• _Object location marking data_:

┌──

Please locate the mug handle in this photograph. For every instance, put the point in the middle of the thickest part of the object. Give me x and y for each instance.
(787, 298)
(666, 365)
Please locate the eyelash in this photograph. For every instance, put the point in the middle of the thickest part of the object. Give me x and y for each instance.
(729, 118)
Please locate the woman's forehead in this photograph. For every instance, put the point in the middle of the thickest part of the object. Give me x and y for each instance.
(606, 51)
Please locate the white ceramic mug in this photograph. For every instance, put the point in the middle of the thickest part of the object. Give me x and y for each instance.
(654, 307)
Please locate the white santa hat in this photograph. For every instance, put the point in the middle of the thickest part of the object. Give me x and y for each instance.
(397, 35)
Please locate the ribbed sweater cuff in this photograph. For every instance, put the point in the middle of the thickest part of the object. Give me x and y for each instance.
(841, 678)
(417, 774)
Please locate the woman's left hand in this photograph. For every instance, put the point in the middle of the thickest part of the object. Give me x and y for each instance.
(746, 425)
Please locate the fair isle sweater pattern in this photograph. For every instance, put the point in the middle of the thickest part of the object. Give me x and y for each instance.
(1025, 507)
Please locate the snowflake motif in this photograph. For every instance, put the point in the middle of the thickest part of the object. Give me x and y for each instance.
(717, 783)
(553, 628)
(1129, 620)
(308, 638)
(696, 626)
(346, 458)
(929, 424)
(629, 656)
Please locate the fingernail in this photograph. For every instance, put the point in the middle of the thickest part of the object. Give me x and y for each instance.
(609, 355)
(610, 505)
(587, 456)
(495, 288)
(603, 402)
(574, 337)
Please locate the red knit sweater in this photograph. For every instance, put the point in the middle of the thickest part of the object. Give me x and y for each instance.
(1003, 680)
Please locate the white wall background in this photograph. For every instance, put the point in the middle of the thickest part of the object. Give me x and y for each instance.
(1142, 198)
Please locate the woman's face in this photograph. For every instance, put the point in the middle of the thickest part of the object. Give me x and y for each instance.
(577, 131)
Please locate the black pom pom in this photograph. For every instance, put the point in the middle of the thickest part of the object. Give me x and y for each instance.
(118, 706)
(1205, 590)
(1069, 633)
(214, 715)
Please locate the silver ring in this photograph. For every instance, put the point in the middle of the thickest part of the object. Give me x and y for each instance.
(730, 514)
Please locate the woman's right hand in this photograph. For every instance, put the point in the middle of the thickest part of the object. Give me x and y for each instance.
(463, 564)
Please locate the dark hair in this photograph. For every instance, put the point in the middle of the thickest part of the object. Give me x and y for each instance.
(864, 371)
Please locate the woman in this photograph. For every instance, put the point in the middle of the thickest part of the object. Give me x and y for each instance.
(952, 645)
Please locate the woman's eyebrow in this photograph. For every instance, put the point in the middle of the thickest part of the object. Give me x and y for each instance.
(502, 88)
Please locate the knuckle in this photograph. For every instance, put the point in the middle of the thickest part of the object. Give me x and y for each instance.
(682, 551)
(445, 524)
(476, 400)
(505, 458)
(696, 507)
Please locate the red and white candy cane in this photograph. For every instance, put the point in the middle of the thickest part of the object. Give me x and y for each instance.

└──

• _Do this_: Copy out word for word the lines from the one containing "Please locate the dark" through the last line, including both.

• _Task answer_:
Please locate the dark hair in this photograph. For every instance, put the point in the middle of the thickest part of the object. Give me x and y for each instance.
(864, 371)
Please locate the woman in this photograph. For every instance, put the point in the middle of the thickest part of the object. Give me x and y for each instance.
(952, 645)
Please locate the woman's eyebrow in this photograph. For every instance, put the point in the middle of the thickest part of the object. Give me x and y for each instance.
(502, 88)
Please locate the knuckle in this photograph. For every instance, put the point in the middle of the thickest part of the object. Give me x and y for each instance.
(682, 551)
(445, 524)
(476, 400)
(505, 458)
(696, 507)
Please locate the red and white candy cane in this photograph. For every instance, put the point in the middle of the thickest part of the object. Give me x and y for each instance.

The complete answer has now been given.